Article -
Fair Value Measurement
· IFRS 13 Fair Value Measurement - Amendments to IFRS 13. The amended standard clarifies that short-term receivables and payables with no stated interest rates can be measured at invoice amounts if the effect of discounting is immaterial. It also clarifies that the portfolio exception can be applied not only to financial assets and liabilities, but also to other contracts within scope of IAS 39 and IFRS 9. The amendment is effective for annual periods beginning on or after July 1, 2014. The application does not have a significant impact on the Company’s financial statements.
Related Parties
· IAS 24 Related Parties - Amendments to IAS 24. The amended standard (i) revises the definition of related party to include an entity that provides key management personnel services to the reporting entity or its parent, and (ii) clarifies related disclosure requirements. The amendment does not have an impact on the Company’s financial statements, as there is no entity performing key management services for the Company.
c) Accounting Pronouncements Not Yet Adopted
The Company continues to assess the impact of adopting the pronouncements from the IASB as described below:
Financial Instruments
· IFRS 9 Financial Instruments. IFRS 9 (July 2014) replaces earlier versions of IFRS 9 that had not yet been adopted by the Company and supersedes IAS 39 Financial Instruments: Recognition and Measurement. IFRS 9 introduces new models for classification and measurement of financial instruments, hedge accounting and impairment of financial assets and is mandatorily effective for periods beginning on or after January 1, 2018. The Company continues to review the standard as it is updated and monitor its impact on the Company’s financial statements.

Given information -
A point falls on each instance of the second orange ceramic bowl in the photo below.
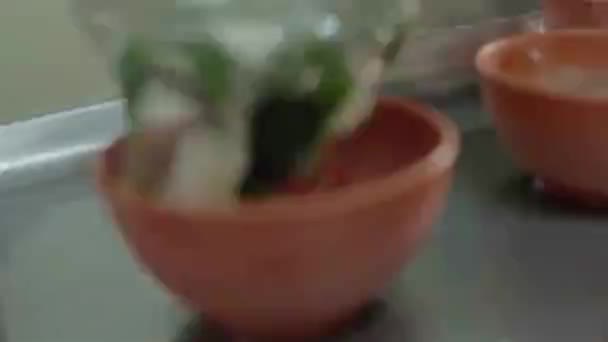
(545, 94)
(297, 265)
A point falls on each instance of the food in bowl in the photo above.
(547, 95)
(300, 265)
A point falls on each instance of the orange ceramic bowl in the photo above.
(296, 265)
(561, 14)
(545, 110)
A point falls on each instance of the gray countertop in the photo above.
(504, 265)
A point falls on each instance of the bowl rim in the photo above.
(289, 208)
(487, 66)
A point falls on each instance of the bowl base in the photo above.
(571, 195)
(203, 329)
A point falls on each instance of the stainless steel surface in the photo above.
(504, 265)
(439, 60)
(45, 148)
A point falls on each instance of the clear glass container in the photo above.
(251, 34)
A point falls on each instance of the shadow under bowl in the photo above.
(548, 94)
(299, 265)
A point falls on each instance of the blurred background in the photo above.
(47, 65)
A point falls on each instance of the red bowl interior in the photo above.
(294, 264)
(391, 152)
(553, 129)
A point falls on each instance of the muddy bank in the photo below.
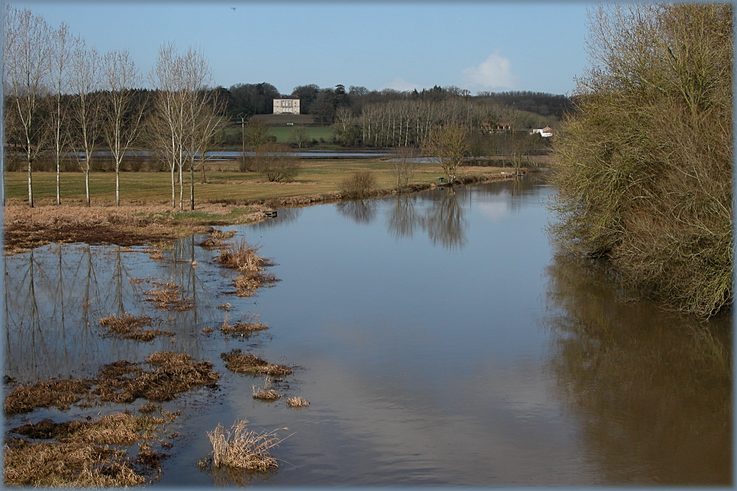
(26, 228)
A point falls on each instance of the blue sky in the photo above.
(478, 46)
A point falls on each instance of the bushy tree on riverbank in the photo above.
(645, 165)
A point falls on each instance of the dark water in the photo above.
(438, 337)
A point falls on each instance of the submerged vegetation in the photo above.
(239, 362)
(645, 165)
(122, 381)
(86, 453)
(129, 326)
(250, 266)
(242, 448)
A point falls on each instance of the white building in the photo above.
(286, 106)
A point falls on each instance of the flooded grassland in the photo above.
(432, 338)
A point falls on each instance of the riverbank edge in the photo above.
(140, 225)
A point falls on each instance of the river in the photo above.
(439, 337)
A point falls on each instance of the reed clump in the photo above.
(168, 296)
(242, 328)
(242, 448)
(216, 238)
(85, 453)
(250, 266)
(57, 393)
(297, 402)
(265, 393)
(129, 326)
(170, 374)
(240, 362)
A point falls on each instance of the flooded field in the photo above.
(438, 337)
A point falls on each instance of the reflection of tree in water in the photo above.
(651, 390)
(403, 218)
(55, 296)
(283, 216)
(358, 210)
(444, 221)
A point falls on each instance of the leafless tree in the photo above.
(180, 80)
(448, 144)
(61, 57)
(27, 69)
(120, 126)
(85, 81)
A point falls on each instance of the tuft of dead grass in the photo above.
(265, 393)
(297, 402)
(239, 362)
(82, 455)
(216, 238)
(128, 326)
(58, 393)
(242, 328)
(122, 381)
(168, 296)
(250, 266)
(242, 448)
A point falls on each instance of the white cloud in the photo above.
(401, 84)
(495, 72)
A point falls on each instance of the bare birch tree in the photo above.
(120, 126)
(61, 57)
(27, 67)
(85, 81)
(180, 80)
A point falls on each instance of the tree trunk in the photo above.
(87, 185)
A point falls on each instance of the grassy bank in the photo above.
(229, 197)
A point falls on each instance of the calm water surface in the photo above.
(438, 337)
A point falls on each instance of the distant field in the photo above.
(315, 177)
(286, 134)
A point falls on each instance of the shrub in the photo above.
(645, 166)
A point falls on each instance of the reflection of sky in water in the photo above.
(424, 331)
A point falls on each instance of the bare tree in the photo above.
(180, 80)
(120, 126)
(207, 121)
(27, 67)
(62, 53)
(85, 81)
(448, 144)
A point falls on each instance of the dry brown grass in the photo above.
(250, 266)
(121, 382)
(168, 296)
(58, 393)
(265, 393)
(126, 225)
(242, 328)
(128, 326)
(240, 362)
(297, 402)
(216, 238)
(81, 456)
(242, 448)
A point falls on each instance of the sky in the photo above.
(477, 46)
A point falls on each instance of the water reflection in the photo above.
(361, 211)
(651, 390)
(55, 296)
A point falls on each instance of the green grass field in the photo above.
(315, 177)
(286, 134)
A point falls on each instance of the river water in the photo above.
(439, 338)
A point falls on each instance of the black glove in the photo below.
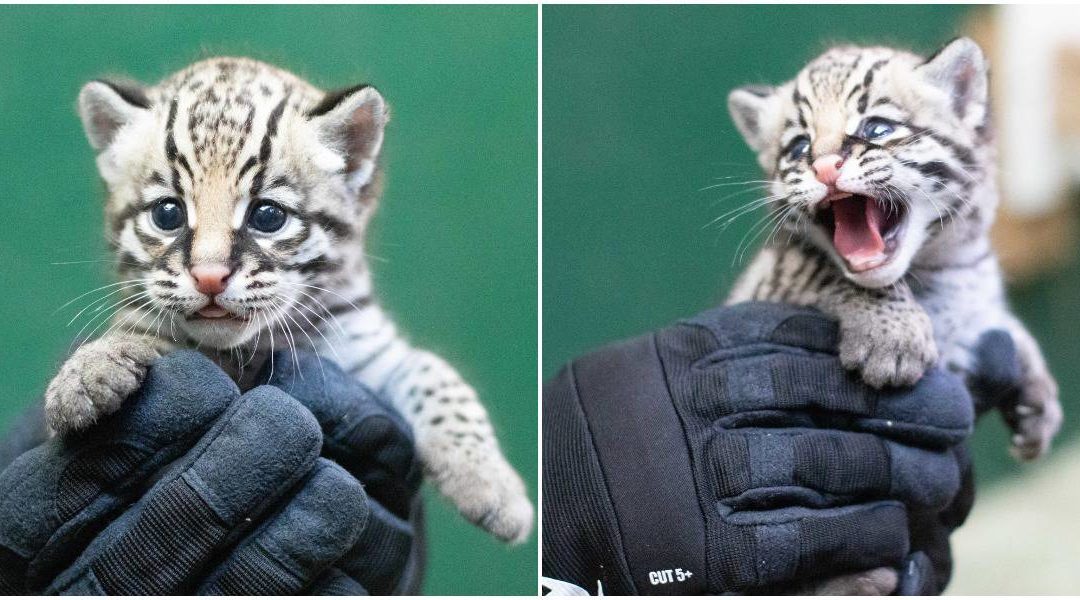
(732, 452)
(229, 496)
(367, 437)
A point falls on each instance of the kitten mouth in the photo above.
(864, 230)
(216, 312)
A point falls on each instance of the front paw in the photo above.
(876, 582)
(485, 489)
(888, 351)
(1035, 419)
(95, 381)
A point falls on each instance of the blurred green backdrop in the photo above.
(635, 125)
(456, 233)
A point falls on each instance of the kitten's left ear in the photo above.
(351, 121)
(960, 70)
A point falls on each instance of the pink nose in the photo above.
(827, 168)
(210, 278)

==

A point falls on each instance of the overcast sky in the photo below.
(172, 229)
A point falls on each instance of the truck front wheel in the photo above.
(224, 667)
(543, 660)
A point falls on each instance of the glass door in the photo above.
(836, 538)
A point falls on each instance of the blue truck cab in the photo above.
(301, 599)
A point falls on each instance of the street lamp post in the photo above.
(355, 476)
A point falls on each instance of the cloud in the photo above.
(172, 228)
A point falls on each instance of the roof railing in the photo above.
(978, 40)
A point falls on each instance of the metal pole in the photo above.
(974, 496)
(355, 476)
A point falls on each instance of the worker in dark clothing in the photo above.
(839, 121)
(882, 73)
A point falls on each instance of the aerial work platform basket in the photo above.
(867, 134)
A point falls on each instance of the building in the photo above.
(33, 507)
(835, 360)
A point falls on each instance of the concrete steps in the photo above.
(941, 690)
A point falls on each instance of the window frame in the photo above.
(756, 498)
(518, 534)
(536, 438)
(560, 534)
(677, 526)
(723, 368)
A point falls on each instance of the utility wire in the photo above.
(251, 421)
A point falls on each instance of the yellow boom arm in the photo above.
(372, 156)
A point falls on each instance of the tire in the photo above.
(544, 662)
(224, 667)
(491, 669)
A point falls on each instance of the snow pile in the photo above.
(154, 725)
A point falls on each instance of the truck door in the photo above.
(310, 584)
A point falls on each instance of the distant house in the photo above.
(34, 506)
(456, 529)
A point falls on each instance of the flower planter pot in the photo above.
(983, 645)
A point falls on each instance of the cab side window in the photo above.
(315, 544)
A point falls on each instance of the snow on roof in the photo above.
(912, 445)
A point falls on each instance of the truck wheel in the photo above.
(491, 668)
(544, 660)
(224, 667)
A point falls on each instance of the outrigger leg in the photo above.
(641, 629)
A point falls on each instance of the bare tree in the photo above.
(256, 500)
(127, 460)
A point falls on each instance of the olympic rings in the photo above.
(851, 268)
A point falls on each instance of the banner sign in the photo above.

==

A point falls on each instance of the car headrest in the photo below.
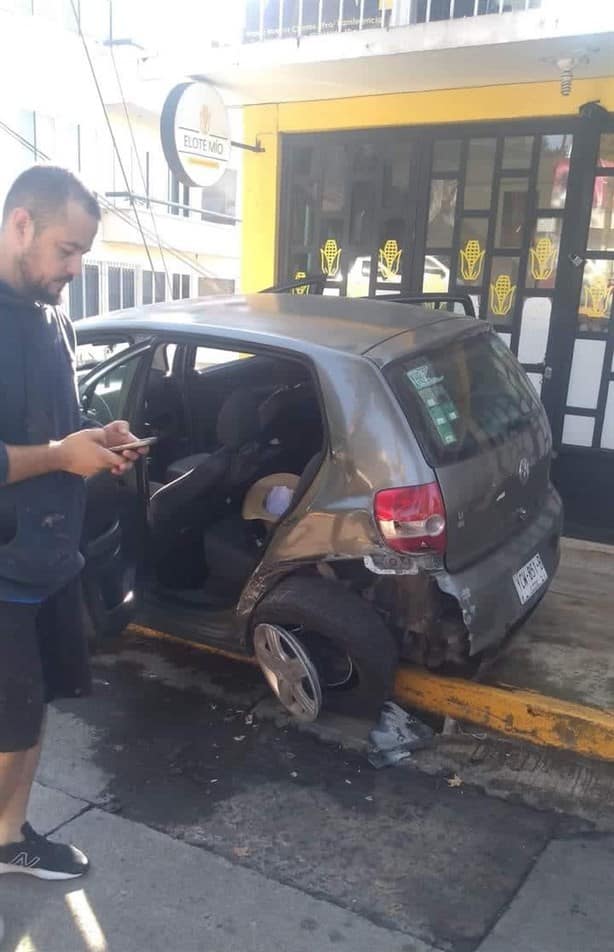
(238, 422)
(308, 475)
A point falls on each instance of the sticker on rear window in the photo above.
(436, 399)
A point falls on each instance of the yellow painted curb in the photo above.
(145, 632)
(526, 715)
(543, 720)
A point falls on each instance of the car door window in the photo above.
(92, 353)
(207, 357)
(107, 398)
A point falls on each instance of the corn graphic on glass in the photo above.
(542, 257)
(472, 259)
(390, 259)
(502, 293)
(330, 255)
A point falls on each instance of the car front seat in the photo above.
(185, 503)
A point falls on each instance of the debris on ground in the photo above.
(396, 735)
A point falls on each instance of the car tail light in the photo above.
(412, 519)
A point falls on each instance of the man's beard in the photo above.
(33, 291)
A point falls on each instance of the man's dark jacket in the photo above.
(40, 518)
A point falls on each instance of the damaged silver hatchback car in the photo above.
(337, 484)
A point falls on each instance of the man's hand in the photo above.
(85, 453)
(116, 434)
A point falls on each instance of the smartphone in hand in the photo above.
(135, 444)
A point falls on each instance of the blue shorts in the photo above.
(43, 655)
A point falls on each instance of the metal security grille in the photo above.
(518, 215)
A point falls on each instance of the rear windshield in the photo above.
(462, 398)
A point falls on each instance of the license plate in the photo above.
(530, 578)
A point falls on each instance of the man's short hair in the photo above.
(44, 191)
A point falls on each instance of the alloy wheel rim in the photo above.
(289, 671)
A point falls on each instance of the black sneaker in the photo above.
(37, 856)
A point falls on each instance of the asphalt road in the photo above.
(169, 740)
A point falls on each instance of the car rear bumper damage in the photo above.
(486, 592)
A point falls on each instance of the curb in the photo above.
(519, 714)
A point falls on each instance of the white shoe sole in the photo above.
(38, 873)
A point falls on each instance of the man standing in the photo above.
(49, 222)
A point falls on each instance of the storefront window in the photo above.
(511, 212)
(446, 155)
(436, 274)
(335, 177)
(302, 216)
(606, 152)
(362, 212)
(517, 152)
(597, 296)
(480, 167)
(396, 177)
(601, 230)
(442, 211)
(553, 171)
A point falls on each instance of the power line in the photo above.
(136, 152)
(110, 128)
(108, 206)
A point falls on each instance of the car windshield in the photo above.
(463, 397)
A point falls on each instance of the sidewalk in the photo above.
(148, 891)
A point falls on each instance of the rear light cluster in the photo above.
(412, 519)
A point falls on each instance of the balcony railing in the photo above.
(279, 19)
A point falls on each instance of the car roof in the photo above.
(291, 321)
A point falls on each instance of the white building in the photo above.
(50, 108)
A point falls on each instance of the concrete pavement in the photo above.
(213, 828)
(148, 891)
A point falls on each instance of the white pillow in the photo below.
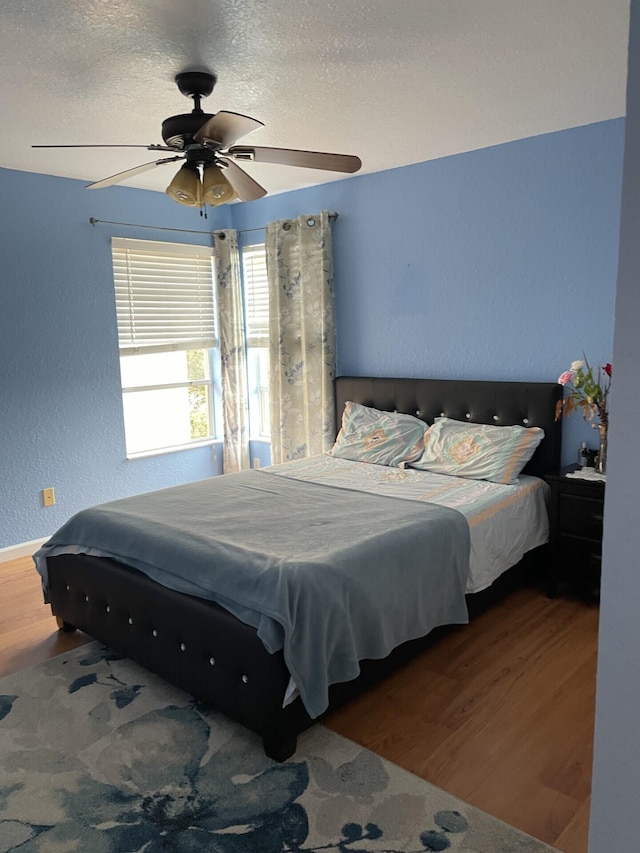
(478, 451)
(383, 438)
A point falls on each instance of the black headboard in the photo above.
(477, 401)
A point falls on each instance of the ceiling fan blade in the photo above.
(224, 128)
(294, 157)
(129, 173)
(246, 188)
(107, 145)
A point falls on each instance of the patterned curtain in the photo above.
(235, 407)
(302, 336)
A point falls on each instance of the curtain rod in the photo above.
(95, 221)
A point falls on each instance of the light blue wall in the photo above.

Written task -
Extract from the accounting standards passage the words between "c) Accounting Pronouncements" and "its impact on the Company’s financial statements.", inclusive.

Correct output -
c) Accounting Pronouncements Not Yet Adopted
The Company continues to assess the impact of adopting the pronouncements from the IASB as described below:
Financial Instruments
· IFRS 9 Financial Instruments. IFRS 9 (July 2014) replaces earlier versions of IFRS 9 that had not yet been adopted by the Company and supersedes IAS 39 Financial Instruments: Recognition and Measurement. IFRS 9 introduces new models for classification and measurement of financial instruments, hedge accounting and impairment of financial assets and is mandatorily effective for periods beginning on or after January 1, 2018. The Company continues to review the standard as it is updated and monitor its impact on the Company’s financial statements.